Using the information
a – Please transcribe the voice technology article, starting at "Amazon made news" and ending at "range of conditions.".
b – Summarize the voice technology article in two sentences.

Document passage
##########

By Paddy Padmanabhan, CIO | June 5, 2019
Voice is the most obvious next step of user interface that is going to radically change the way we interact with technology in healthcare services. You ain’t heard nothin’ yet.
Amazon made news recently when details of its proposed emotion-sensing wearable device came to light. Interestingly, the device is being developed by the Alexa team who is using voice-recognition technology to detect the emotional state of the consumer. This is not the first-time voice-recognition is being used to diagnose a medical condition. Studies have established the use of voice in detecting early stages of Parkinson’s disease and it is logical for the same technologies to be used to detect and treat a range of conditions.
Voice is potentially the next wave in the UI and technology platform shift, after the web and mobile waves, in the past two decades. Indeed, voice may be the next battleground for big tech firms as consumers increasingly use one of the dominant voice interfaces to access information, much like how Google’s text-based search engines dominated the consumer’s attention for years. Amazon, with reportedly over 10,000 associates on its Alexa team, is not alone in turning voice-recognition technology towards solving healthcare problems. Besides Amazon, Google (Google Assistant), Apple (Siri), and Microsoft (Cortana) are also investing billions in voice-based personal assistants to gain a dominant position in the market (or at least not be left behind).
However, consumer-grade voice-recognition services such as asking for a restaurant recommendation does not translate to deployment of the technology in a healthcare context. Healthcare is bound by HIPAA data privacy rules which govern what information can be shared, with whom, and how. Amazon recently released a set of Alexa “skills” that transmit and receive protected health information and is running pilots with a handful of health systems. While many of the skills are relatively mundane services, such as status updates for prescription refills,these pilot projects set up a test bed for secure communication for a range of complex care management protocols down the road.

##########

Records
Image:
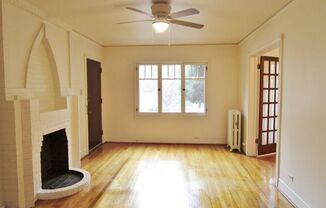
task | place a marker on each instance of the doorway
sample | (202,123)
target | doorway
(272,49)
(268,104)
(94,104)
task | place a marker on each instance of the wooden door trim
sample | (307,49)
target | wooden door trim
(87,60)
(267,148)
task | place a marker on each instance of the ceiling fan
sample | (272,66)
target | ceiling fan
(162,17)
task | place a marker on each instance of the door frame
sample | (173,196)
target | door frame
(253,111)
(83,126)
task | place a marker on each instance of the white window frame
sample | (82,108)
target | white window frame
(183,94)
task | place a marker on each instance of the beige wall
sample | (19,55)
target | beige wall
(303,119)
(24,74)
(119,121)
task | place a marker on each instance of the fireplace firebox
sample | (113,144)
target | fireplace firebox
(55,171)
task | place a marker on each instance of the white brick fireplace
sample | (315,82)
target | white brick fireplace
(42,90)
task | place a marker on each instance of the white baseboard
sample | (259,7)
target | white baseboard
(293,197)
(168,140)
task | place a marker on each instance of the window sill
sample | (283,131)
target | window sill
(171,115)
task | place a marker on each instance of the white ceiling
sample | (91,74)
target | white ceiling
(226,21)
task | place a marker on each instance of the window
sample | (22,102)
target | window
(171,89)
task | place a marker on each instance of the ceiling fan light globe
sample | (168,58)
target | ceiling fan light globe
(160,26)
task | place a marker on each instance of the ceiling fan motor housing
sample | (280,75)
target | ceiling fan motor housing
(161,9)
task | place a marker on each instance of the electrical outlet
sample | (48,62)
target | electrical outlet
(291,177)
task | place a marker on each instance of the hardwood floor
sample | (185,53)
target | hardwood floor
(174,176)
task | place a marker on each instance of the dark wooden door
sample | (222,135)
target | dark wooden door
(268,105)
(94,105)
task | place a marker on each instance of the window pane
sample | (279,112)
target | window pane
(200,71)
(195,71)
(171,96)
(188,71)
(148,96)
(195,96)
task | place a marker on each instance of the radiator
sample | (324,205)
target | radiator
(234,130)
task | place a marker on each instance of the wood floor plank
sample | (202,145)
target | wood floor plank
(174,176)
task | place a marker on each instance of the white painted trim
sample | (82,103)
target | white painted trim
(266,155)
(167,140)
(291,195)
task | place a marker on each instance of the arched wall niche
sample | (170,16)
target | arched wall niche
(42,77)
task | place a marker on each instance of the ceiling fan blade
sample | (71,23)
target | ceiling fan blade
(139,11)
(128,22)
(187,24)
(184,13)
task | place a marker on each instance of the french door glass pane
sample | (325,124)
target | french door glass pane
(195,96)
(266,67)
(171,96)
(141,74)
(272,82)
(272,68)
(266,81)
(271,124)
(270,137)
(148,96)
(264,124)
(265,98)
(265,110)
(264,138)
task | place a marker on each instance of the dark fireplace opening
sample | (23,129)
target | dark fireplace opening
(54,162)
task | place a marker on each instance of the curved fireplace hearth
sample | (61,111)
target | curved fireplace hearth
(58,180)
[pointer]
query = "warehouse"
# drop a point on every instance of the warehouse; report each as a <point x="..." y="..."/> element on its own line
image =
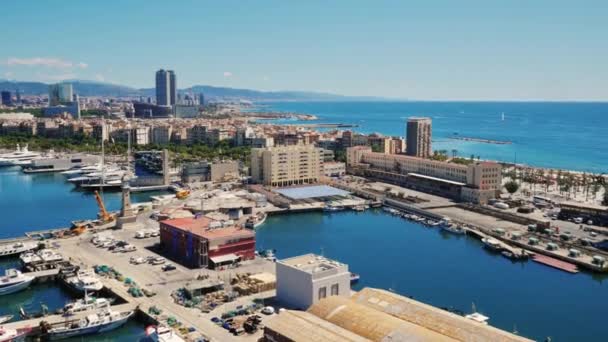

##########

Solutions to the exercise
a –
Amazon made news recently when details of its proposed emotion-sensing wearable device came to light. Interestingly, the device is being developed by the Alexa team who is using voice-recognition technology to detect the emotional state of the consumer. This is not the first-time voice-recognition is being used to diagnose a medical condition. Studies have established the use of voice in detecting early stages of Parkinson’s disease and it is logical for the same technologies to be used to detect and treat a range of conditions.

b – Voice is described as the next major interface shift after the web and mobile, with Amazon, Google, Apple, and Microsoft all investing in voice assistants, and with Amazon's Alexa team developing an emotion-sensing wearable. Healthcare use is bound by HIPAA privacy rules, but Amazon has released Alexa skills that handle protected health information and is running pilots with a handful of health systems.